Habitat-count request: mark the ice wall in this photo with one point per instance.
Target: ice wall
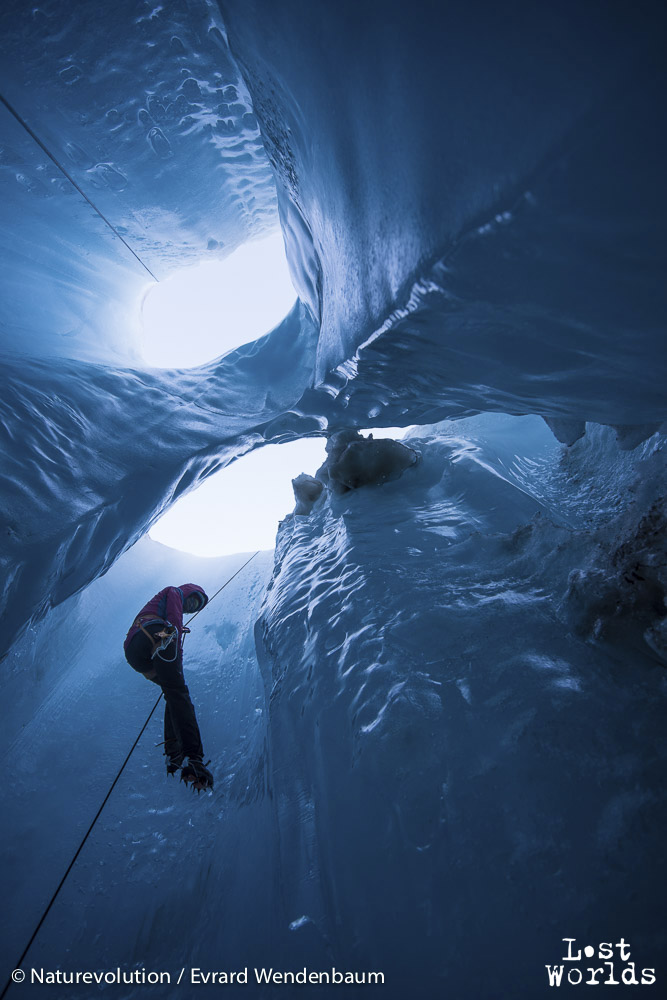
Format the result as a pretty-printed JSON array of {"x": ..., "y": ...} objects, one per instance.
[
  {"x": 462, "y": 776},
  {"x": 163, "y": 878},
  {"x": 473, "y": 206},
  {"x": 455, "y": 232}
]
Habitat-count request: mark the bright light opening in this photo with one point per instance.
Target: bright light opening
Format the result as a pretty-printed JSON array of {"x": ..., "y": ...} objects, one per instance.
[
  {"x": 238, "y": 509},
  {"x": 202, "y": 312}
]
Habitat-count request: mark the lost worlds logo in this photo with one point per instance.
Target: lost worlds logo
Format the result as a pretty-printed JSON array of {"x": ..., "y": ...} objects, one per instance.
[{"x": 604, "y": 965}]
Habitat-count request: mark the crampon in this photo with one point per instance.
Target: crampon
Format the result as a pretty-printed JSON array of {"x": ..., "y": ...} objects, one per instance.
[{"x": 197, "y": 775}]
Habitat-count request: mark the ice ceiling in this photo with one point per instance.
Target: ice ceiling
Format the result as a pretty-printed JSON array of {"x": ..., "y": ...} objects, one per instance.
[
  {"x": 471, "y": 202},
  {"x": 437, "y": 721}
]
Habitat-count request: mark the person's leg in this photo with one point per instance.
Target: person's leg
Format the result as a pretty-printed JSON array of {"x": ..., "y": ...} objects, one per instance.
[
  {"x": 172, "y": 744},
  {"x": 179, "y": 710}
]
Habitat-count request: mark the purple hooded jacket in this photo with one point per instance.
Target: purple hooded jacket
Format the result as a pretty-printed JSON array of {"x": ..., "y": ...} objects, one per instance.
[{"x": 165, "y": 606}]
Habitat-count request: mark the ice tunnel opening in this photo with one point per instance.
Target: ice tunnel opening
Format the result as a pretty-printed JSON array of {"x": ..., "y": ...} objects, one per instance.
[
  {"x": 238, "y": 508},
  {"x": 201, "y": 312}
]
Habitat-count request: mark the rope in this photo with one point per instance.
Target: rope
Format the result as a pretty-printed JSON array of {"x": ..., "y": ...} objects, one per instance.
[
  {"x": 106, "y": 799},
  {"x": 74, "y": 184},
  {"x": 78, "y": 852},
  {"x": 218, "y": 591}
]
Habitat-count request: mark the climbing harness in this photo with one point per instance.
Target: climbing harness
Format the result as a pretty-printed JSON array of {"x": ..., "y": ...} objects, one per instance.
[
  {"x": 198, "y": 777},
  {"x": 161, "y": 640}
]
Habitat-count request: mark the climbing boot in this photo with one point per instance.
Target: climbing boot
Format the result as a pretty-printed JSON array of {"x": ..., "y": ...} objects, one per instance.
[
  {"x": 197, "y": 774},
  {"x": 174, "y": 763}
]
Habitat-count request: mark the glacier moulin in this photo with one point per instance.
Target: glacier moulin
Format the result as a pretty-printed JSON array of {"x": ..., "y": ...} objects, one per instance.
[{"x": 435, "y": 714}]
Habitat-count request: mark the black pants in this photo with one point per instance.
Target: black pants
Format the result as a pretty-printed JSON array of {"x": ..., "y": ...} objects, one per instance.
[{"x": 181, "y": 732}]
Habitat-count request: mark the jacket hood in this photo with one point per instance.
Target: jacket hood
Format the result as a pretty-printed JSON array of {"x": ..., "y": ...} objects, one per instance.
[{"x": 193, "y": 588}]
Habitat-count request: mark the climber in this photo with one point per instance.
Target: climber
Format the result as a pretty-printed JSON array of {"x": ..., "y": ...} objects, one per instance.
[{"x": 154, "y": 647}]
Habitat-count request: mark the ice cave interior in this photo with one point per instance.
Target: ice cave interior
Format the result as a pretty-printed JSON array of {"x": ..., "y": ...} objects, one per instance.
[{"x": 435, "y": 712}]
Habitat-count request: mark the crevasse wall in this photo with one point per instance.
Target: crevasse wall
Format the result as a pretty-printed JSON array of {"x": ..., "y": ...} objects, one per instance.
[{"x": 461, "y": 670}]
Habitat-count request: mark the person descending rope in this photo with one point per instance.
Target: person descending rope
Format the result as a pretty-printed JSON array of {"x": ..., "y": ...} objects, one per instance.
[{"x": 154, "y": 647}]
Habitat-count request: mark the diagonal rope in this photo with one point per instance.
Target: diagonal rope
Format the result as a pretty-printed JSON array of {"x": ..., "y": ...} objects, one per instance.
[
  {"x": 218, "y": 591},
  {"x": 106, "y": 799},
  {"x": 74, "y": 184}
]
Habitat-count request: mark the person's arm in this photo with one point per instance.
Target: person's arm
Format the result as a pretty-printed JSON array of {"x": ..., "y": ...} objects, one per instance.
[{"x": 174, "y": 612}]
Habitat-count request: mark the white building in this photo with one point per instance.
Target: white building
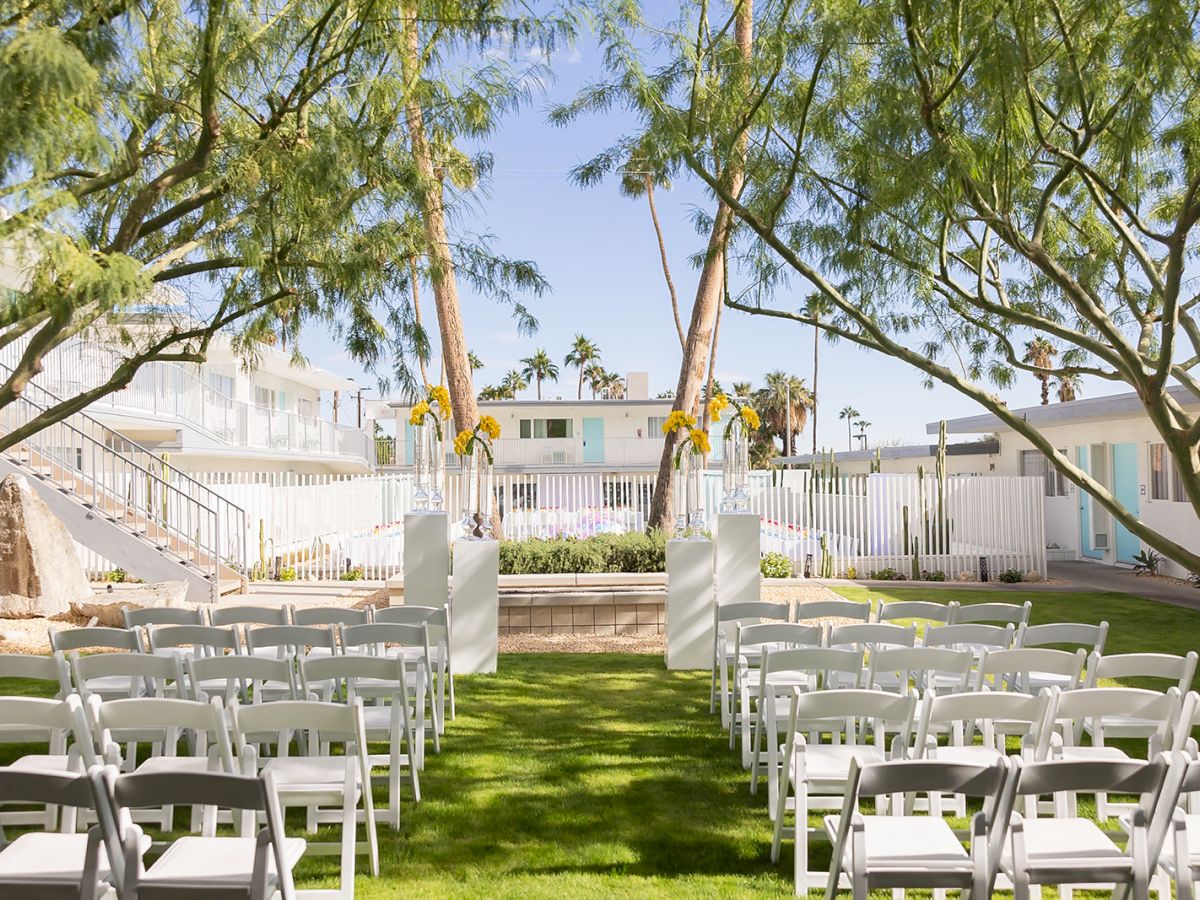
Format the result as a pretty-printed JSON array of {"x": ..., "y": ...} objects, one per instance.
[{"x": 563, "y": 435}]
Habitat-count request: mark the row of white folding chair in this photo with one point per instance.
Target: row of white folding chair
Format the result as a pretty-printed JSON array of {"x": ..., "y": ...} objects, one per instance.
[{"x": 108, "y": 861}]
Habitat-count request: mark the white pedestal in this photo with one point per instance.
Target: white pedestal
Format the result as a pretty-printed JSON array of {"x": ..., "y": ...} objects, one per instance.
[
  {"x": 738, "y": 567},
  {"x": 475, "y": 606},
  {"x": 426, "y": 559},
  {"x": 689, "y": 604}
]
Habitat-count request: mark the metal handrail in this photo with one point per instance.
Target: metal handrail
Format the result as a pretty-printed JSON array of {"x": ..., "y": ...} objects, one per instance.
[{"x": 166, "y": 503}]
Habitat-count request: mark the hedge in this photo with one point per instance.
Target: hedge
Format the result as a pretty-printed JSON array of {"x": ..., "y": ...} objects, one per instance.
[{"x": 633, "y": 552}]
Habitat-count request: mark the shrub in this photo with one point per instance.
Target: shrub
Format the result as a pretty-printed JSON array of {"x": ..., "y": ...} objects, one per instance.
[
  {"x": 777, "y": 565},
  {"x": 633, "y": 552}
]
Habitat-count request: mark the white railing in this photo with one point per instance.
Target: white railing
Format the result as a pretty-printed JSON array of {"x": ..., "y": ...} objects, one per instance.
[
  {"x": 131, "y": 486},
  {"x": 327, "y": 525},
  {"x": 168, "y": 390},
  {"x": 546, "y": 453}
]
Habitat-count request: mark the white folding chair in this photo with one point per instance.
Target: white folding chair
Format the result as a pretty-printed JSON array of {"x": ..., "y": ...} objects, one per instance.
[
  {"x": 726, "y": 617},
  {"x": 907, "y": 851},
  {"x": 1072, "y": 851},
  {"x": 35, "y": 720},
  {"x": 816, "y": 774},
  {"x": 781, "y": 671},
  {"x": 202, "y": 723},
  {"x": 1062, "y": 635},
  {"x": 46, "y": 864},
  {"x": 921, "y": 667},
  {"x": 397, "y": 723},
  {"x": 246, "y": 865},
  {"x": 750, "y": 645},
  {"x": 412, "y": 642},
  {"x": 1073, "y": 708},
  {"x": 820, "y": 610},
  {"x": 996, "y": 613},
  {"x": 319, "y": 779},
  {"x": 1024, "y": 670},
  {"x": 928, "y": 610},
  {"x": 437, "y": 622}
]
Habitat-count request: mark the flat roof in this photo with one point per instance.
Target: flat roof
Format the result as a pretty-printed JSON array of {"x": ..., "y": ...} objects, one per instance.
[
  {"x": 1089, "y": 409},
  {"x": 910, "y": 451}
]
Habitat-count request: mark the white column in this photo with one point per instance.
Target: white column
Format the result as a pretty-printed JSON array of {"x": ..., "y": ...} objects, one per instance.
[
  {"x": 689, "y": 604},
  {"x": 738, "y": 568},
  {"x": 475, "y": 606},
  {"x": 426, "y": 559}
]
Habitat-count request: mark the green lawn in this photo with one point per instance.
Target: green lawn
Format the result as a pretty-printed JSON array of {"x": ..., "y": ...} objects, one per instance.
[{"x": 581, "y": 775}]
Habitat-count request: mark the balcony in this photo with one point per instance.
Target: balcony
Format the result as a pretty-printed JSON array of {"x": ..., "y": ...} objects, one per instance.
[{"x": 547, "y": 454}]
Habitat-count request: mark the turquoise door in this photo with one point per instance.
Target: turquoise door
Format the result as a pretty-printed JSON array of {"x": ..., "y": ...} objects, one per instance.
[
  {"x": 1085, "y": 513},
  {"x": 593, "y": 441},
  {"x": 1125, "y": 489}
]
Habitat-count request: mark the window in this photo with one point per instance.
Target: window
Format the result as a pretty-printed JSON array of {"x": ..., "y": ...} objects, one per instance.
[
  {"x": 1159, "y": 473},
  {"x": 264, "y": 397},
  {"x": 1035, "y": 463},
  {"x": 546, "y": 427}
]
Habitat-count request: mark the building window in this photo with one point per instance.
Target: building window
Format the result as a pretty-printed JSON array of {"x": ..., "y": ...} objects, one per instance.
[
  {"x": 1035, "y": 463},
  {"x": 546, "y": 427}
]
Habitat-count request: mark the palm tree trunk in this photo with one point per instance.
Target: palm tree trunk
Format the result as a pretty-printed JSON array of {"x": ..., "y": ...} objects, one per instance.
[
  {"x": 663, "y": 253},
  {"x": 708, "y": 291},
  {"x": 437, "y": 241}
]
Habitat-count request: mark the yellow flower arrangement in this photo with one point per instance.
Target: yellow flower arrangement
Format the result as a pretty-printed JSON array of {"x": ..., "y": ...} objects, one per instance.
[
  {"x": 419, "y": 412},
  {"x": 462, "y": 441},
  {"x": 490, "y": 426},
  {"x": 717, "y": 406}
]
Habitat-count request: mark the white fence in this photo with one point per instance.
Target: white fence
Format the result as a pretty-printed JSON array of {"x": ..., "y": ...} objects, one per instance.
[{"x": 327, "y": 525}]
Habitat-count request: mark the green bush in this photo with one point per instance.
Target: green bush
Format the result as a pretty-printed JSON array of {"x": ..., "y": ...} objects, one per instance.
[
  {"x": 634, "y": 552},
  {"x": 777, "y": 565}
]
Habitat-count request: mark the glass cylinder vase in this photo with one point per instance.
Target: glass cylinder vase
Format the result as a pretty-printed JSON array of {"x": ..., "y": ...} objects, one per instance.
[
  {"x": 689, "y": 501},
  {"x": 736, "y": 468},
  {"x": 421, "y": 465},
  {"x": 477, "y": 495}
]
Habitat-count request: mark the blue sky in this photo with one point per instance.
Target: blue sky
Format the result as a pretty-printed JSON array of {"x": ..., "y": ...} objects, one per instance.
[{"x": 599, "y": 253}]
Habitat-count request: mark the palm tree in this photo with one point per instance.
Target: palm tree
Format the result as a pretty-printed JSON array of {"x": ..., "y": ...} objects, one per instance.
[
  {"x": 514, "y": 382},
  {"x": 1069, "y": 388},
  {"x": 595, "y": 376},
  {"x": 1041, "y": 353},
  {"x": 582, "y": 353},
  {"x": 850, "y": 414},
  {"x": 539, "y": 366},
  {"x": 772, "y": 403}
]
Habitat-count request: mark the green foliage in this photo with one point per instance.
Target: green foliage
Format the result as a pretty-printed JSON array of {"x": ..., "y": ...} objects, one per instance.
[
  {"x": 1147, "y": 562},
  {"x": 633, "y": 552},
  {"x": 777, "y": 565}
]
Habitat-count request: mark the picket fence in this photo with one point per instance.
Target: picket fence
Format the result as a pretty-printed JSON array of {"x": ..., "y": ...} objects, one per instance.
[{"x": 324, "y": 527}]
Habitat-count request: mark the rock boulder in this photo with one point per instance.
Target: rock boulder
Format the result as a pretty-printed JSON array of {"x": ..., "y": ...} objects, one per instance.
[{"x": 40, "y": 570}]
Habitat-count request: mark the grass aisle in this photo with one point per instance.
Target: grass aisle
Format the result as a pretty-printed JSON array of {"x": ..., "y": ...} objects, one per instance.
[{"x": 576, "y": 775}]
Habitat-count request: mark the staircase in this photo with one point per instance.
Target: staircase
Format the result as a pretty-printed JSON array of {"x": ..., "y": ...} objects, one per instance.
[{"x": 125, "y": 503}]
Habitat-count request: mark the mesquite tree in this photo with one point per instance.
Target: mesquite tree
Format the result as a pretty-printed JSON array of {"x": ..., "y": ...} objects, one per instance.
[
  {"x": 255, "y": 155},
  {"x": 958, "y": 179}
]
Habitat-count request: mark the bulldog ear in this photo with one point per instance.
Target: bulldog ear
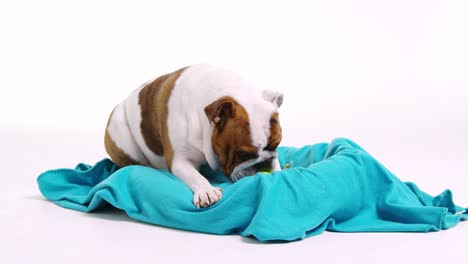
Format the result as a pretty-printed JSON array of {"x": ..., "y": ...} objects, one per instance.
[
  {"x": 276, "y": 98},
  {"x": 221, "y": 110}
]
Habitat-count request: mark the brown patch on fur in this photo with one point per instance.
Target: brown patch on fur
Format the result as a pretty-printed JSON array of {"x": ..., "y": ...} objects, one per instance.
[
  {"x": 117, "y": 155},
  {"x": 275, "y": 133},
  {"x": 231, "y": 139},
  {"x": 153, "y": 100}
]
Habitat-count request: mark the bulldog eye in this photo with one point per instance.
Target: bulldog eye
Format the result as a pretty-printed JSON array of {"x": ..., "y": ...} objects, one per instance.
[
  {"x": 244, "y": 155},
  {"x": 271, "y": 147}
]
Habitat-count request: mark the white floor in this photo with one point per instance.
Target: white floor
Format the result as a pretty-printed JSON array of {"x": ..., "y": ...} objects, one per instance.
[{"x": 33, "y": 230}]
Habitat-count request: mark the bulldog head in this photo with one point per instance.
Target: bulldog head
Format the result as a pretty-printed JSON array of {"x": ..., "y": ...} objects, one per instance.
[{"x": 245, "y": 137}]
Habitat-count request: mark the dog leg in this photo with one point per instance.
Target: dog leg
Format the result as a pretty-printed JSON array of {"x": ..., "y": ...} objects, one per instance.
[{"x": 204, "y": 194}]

**Action item:** Output should match, line for line, the stretch of the material above from the line holding "Habitat-count request: mark the yellow" through the line holding "Target: green foliage".

**Output for this exercise:**
Habitat-count request: mark the yellow flower arrangement in this photo with one point per instance.
Target: yellow flower arrangement
Format the result as a pretty-printed JSON array of {"x": ..., "y": ...} objects, one per instance.
[
  {"x": 419, "y": 412},
  {"x": 462, "y": 441},
  {"x": 490, "y": 426},
  {"x": 717, "y": 406}
]
Habitat-count request: mark the white fence in this photo with one point per instance.
Target: white fence
Format the result as a pretty-printed JSON array of {"x": ..., "y": ...} objects, one per instance.
[{"x": 327, "y": 525}]
Habitat-count request: mark the green bush in this photo with one point per instance.
Target: green bush
Format the result as a pretty-printed JSON array of {"x": ..., "y": ...} objects, one per instance.
[
  {"x": 634, "y": 552},
  {"x": 777, "y": 565}
]
Habitat-count request: mark the glass cylinder vase in this photo with one point per instance.
Target: glass cylinder vase
Format the result as a pretty-printed JSON array of {"x": ..., "y": ...} objects, one per instance.
[
  {"x": 689, "y": 501},
  {"x": 736, "y": 468},
  {"x": 421, "y": 465},
  {"x": 477, "y": 495}
]
Habitat-count request: mark the blue sky in this photo with one point per instance.
Target: blue sky
Format the result as a pretty-printed JSON array of {"x": ..., "y": ...} objects, one per instance.
[{"x": 599, "y": 253}]
Habitat-count request: mark the palm tree in this photo with one point per instance.
Target: palm tree
Format the result as a pretty-printed JSON array of {"x": ..., "y": ...} objects, one per instance.
[
  {"x": 514, "y": 382},
  {"x": 1069, "y": 388},
  {"x": 595, "y": 376},
  {"x": 1041, "y": 353},
  {"x": 582, "y": 353},
  {"x": 850, "y": 414},
  {"x": 539, "y": 366},
  {"x": 772, "y": 403}
]
Habitat-count request: mark the green foliage in this photo with one point per instance.
Target: green foliage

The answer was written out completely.